Work required —
Go over the listing below line by line, and return each one holding the string "boat".

--------------------

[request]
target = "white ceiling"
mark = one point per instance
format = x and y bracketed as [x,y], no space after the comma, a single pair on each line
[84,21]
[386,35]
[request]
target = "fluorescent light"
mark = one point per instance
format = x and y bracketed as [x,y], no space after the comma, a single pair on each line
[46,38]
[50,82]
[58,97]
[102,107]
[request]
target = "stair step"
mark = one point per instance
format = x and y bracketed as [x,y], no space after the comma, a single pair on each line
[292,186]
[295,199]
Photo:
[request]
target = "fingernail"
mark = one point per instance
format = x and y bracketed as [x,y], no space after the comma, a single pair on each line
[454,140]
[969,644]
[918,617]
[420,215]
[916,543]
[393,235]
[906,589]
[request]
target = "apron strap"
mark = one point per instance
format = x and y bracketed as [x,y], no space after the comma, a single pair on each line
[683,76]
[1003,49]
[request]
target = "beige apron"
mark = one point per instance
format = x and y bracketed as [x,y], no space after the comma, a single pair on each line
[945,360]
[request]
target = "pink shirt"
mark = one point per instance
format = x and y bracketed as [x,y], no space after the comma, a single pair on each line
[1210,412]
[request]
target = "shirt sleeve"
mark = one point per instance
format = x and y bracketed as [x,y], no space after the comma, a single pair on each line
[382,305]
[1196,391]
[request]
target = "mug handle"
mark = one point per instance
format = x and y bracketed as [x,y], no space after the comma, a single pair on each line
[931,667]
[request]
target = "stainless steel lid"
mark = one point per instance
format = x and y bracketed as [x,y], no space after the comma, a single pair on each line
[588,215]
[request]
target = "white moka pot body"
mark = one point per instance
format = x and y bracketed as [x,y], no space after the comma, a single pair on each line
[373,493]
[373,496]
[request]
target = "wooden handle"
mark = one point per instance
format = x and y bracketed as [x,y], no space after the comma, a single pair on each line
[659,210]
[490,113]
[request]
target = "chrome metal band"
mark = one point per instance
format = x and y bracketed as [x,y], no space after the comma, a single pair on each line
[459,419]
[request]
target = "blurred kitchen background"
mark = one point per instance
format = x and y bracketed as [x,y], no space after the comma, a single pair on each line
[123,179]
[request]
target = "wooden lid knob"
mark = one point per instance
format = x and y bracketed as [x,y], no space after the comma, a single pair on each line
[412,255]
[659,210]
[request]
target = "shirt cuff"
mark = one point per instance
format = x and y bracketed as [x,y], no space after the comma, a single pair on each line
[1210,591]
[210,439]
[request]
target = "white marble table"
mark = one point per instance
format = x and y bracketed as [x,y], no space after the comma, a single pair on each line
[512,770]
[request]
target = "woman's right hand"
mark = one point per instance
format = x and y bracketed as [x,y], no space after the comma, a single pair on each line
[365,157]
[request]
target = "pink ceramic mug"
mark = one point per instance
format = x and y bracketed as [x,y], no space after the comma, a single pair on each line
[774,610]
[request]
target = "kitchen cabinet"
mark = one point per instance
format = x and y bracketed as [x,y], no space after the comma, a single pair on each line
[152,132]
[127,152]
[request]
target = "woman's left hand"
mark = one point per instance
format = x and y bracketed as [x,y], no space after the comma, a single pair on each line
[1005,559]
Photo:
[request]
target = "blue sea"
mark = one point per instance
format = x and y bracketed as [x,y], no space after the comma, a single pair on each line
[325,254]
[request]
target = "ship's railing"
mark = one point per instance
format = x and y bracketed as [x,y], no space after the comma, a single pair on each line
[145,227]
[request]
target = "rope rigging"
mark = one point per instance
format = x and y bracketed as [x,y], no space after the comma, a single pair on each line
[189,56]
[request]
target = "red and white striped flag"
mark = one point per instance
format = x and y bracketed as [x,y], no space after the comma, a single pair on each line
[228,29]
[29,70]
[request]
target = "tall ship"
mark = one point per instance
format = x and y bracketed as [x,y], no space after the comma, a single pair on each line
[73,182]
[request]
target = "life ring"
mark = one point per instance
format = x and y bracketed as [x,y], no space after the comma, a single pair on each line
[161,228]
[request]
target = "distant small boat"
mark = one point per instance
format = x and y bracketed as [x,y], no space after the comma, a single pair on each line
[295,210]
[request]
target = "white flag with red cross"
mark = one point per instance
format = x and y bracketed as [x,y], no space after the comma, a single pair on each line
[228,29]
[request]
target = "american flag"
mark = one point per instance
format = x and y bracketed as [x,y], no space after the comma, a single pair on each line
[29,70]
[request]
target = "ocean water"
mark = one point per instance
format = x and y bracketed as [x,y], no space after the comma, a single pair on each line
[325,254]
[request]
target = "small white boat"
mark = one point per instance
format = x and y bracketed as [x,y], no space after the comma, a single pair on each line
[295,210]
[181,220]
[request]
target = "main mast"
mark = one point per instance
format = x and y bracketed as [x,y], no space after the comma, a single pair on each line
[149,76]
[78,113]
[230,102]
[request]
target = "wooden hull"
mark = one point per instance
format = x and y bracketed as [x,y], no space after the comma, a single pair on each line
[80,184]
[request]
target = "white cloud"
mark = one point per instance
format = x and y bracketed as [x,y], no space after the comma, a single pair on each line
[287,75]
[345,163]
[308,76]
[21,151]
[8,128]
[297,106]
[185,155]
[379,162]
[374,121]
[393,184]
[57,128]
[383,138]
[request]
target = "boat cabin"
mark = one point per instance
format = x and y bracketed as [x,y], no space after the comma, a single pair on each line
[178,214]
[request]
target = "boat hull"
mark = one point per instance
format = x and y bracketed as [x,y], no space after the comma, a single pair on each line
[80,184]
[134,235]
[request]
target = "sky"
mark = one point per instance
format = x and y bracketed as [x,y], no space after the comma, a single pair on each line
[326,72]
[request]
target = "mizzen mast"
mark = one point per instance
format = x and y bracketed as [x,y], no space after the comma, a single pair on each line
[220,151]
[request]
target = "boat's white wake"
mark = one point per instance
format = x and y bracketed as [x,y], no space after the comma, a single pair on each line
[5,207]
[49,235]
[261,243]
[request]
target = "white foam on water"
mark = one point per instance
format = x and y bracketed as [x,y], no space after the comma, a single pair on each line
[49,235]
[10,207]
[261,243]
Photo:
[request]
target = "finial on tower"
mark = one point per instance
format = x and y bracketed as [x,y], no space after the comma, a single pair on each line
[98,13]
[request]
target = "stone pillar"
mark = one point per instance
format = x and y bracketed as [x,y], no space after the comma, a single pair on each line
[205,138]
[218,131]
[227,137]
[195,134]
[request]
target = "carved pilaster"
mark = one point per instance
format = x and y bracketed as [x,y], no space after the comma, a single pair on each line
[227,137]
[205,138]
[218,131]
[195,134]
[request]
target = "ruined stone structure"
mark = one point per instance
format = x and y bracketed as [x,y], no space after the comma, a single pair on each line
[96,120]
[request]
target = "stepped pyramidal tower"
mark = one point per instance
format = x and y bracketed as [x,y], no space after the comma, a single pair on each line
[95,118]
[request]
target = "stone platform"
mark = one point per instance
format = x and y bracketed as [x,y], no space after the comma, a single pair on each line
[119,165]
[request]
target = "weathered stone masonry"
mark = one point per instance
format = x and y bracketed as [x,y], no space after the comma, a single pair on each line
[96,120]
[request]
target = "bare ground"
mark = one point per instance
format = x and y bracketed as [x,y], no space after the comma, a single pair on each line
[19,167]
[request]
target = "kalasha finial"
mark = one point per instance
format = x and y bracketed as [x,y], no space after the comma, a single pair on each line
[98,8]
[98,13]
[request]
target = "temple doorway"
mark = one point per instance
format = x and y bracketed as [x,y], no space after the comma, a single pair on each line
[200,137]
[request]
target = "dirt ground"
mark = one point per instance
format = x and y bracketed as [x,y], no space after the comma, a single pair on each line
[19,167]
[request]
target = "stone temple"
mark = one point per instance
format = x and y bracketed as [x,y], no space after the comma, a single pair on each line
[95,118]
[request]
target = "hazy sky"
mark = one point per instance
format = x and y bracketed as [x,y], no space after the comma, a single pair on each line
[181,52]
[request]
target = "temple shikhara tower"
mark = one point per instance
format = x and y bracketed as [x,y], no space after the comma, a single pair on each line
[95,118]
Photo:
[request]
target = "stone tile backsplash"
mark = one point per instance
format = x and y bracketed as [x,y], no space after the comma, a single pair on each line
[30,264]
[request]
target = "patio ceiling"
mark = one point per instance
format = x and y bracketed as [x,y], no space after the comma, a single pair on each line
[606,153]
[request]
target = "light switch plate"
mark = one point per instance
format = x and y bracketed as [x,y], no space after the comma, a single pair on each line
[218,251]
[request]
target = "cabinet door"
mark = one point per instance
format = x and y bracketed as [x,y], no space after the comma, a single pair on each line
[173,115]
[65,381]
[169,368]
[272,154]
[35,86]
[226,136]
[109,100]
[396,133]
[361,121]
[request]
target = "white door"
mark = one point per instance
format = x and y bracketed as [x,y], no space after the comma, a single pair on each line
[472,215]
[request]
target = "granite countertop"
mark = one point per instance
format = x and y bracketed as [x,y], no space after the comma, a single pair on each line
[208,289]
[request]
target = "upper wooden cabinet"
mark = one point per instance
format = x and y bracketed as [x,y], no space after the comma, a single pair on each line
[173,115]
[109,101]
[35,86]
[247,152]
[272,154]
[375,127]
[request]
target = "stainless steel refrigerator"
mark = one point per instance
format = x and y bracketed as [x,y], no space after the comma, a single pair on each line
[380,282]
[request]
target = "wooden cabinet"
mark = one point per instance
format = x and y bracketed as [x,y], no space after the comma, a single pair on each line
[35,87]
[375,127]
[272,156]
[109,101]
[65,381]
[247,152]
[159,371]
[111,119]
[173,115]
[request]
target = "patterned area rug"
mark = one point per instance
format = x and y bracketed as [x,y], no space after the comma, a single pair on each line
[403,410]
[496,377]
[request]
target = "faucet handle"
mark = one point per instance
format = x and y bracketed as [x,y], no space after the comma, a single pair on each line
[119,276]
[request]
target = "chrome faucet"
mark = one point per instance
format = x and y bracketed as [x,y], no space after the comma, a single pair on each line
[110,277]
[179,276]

--------------------

Written response —
target = "distant small boat"
target = "small white boat"
target = "boat cabin"
target = "boat hull"
target = "boat's white wake"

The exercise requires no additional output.